What the task asks:
Tally the lines in the entries below that contain the string "window", treating uppercase and lowercase as different. Give only the number.

Extracted data:
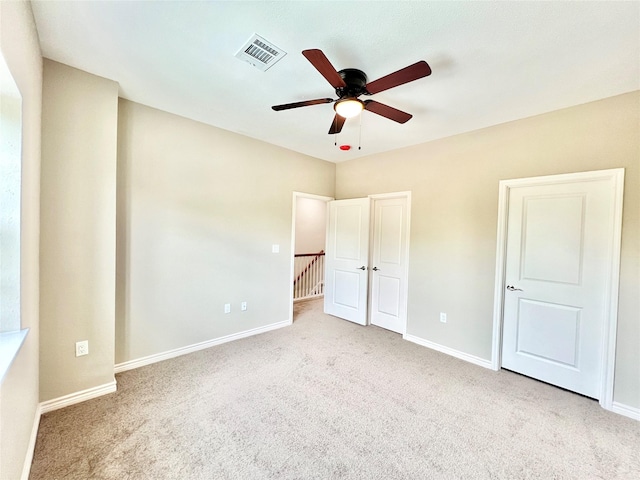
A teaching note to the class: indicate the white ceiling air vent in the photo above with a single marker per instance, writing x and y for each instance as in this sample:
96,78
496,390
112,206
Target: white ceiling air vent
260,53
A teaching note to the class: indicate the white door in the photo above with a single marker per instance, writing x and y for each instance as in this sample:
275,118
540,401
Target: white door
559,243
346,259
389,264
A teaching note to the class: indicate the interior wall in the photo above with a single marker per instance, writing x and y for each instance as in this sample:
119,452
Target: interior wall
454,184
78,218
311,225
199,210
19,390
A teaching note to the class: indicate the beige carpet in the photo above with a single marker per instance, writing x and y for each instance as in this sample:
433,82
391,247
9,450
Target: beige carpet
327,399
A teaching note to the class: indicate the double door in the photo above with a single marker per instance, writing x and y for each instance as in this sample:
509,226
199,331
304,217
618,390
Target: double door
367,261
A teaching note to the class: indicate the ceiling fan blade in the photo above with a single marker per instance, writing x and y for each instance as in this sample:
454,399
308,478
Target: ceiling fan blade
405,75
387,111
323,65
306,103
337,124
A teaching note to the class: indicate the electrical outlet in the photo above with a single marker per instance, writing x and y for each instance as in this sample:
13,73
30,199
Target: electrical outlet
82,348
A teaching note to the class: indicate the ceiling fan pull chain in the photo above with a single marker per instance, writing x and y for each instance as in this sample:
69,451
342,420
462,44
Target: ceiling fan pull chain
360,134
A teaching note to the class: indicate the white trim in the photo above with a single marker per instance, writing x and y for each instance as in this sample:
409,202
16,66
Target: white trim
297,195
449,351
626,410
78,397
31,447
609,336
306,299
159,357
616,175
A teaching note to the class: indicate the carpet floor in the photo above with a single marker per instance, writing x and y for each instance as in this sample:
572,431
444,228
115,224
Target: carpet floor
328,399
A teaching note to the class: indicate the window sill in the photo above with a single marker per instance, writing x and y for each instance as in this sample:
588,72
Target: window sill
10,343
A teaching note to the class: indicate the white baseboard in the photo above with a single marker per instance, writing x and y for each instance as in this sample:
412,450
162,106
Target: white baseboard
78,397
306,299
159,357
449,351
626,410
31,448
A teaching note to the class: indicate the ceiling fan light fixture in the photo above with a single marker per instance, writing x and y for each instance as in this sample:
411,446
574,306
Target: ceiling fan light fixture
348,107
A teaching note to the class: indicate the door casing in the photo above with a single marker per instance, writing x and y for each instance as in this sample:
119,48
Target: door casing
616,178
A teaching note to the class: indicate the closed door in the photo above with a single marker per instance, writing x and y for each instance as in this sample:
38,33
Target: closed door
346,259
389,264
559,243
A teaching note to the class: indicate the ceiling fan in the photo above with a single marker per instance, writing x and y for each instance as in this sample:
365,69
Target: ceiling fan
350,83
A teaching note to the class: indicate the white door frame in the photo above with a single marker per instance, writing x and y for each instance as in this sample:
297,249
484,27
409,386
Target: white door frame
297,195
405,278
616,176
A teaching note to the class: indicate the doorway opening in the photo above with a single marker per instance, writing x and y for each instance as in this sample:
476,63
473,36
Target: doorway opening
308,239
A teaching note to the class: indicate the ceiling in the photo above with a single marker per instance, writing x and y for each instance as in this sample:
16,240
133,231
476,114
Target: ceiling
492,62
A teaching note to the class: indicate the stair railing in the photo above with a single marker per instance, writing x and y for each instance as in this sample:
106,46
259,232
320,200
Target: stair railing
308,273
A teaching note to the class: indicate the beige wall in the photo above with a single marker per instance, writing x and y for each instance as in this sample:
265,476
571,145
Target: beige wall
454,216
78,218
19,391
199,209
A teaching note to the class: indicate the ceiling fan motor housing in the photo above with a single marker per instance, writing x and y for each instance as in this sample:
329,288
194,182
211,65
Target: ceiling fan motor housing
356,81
---
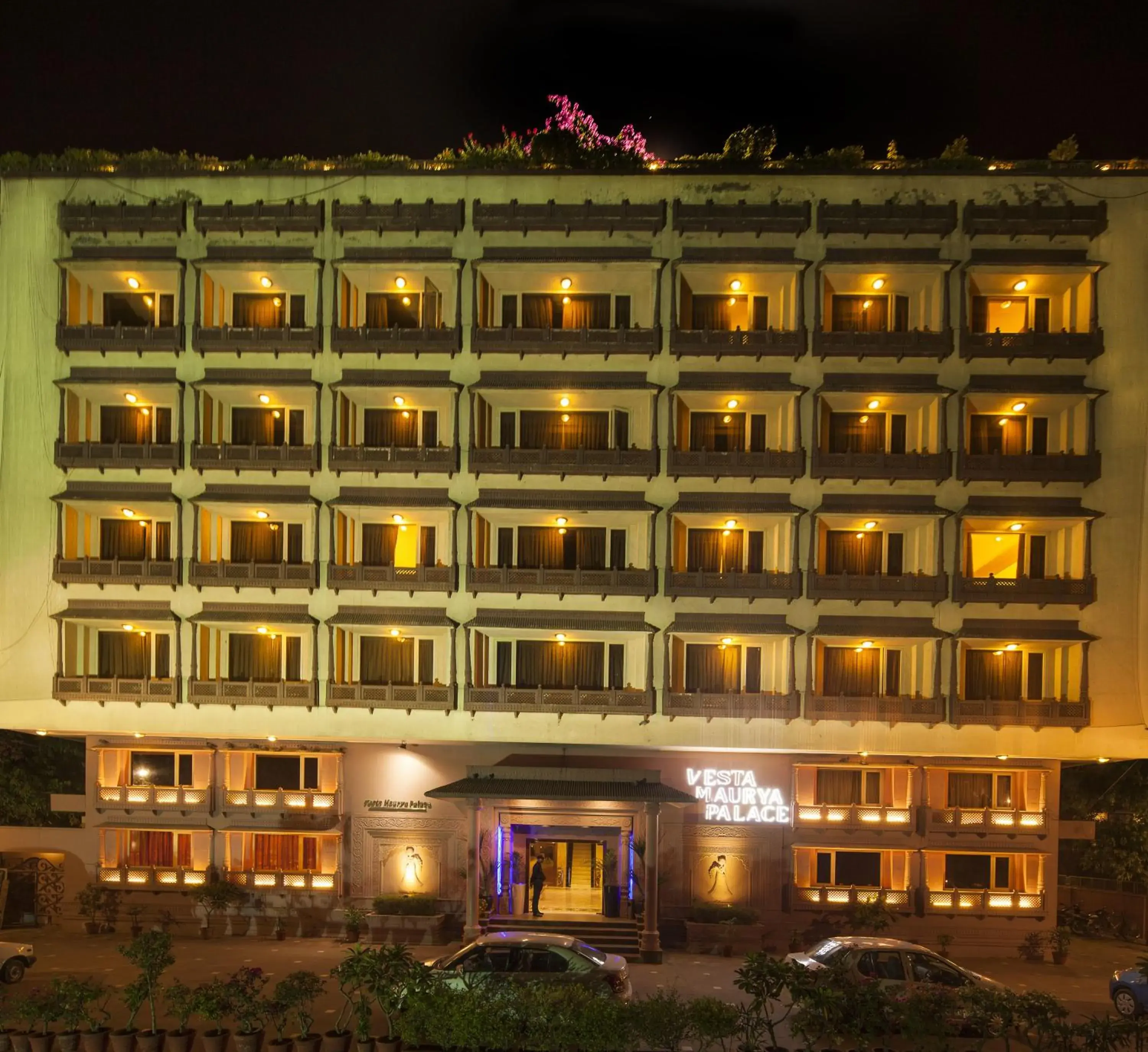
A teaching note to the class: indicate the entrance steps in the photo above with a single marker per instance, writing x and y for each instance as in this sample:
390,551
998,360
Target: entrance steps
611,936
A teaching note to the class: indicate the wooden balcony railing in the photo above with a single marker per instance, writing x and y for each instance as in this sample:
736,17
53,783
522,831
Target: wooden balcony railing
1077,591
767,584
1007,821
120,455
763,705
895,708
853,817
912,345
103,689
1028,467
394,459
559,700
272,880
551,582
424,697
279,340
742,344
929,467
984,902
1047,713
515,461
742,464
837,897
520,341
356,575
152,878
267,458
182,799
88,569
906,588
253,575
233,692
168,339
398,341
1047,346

Reply to the exercise:
2